**Items from a data source**
···
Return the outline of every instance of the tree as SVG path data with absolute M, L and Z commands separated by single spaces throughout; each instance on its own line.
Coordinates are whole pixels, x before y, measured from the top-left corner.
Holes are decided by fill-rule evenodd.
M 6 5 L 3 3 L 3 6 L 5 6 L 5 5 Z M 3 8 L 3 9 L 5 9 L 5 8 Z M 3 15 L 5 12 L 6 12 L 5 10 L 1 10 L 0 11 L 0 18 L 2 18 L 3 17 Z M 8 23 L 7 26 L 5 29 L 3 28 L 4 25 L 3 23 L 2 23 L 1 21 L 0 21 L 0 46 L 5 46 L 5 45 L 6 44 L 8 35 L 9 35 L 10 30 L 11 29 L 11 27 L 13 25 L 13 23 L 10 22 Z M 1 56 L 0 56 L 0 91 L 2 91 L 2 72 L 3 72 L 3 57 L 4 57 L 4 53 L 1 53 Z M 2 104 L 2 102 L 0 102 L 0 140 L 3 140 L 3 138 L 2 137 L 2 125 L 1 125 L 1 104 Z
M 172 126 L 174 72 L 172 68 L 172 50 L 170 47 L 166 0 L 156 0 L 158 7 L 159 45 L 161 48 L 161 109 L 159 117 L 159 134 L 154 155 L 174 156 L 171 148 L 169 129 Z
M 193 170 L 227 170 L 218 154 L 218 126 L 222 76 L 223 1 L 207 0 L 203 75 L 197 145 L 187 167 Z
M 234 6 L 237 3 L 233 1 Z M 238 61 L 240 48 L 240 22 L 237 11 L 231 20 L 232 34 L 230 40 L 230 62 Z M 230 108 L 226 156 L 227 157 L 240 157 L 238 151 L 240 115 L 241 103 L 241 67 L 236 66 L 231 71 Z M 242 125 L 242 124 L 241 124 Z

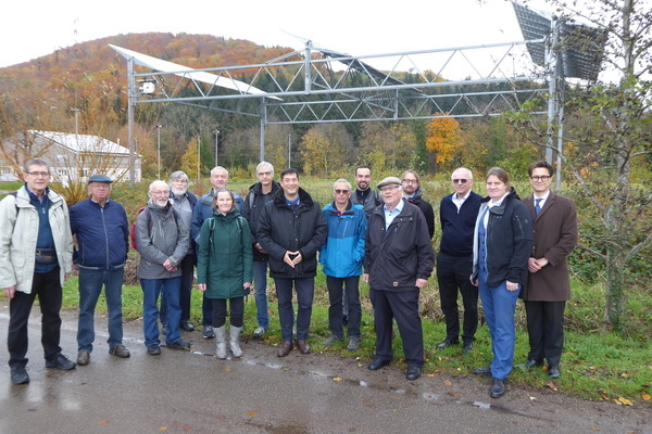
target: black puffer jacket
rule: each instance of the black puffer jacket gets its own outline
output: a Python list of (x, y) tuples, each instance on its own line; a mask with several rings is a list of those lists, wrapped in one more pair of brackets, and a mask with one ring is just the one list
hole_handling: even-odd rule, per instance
···
Copy every line of the entries above word for word, leaving out the pictures.

Return the outline of every instance of the tree as SVG path data with absolute M, L and Z commands separated by single spaces throughout; each instance on its own line.
Coordinates are whole pixels, x before y, measured from the top-left corner.
Holes are decided by fill-rule evenodd.
M 6 5 L 3 3 L 3 6 L 5 6 L 5 5 Z M 3 8 L 3 9 L 5 9 L 5 8 Z M 3 15 L 5 12 L 6 12 L 5 10 L 1 10 L 0 11 L 0 18 L 2 18 L 3 17 Z M 8 23 L 7 26 L 5 29 L 3 28 L 4 25 L 3 23 L 2 23 L 1 21 L 0 21 L 0 46 L 5 46 L 5 45 L 6 44 L 8 35 L 9 35 L 10 30 L 11 29 L 11 27 L 13 25 L 13 23 L 10 22 Z M 1 56 L 0 56 L 0 91 L 2 91 L 2 72 L 3 72 L 3 57 L 4 57 L 4 53 L 1 53 Z M 2 104 L 2 102 L 0 102 L 0 140 L 3 140 L 3 138 L 2 137 L 2 125 L 1 125 L 1 104 Z
M 172 126 L 174 72 L 172 68 L 172 50 L 170 47 L 166 0 L 156 0 L 158 7 L 159 45 L 161 48 L 161 109 L 159 117 L 159 134 L 154 155 L 174 156 L 171 148 L 169 129 Z
M 193 170 L 227 170 L 218 154 L 218 126 L 222 76 L 223 1 L 207 0 L 203 75 L 197 145 L 187 167 Z
M 234 6 L 237 3 L 233 1 Z M 238 61 L 240 48 L 240 22 L 237 11 L 231 20 L 232 34 L 230 40 L 230 62 Z M 230 108 L 226 156 L 227 157 L 240 157 L 238 151 L 240 115 L 241 103 L 241 67 L 236 66 L 231 71 Z M 242 125 L 242 124 L 241 124 Z

target: black puffer jacket
rule: each instance of the black puffer jacket gets its own outline
output: a Python list of (x, y) tuples, each instance on its own line; a mask with several rings is a list of those lists, wrapped in one more pair of brackets, and a mask with one ring is just the one list
hole_handling: even-odd rule, per instance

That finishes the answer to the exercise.